* **EXERCISE DESCRIPTION**
Please report each line in the material below that includes "target".

* **RECORD EXCERPTS**
== Segment start ==

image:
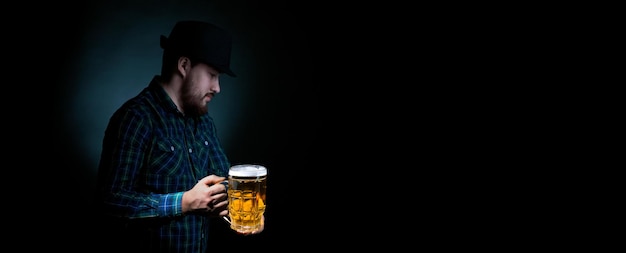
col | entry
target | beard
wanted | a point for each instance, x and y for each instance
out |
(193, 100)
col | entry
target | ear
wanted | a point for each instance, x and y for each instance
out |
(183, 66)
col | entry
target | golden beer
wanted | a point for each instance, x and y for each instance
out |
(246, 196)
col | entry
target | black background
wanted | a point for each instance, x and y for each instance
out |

== Segment end ==
== Segment start ==

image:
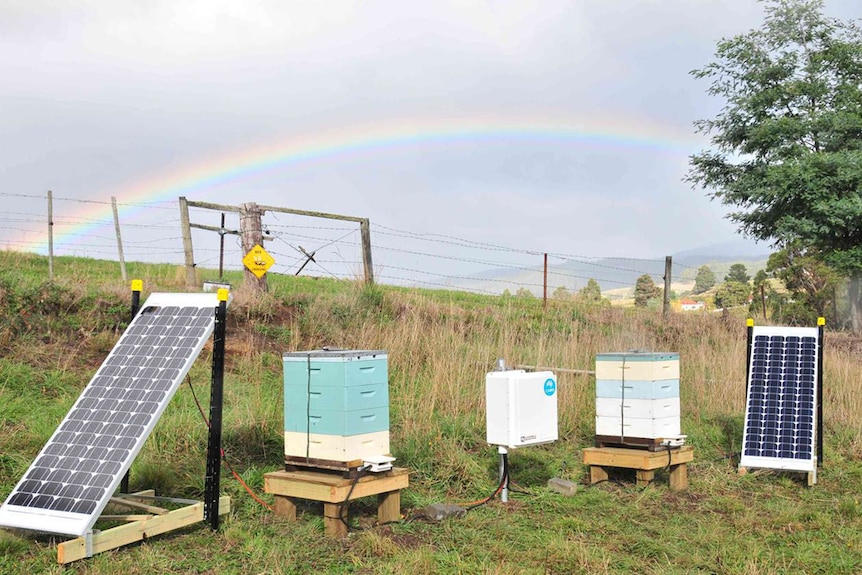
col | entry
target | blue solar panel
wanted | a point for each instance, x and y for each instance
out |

== Segment end ==

* **ANSWER**
target | beard
target | ear
target | golden beer
target | black background
target | blue solar panel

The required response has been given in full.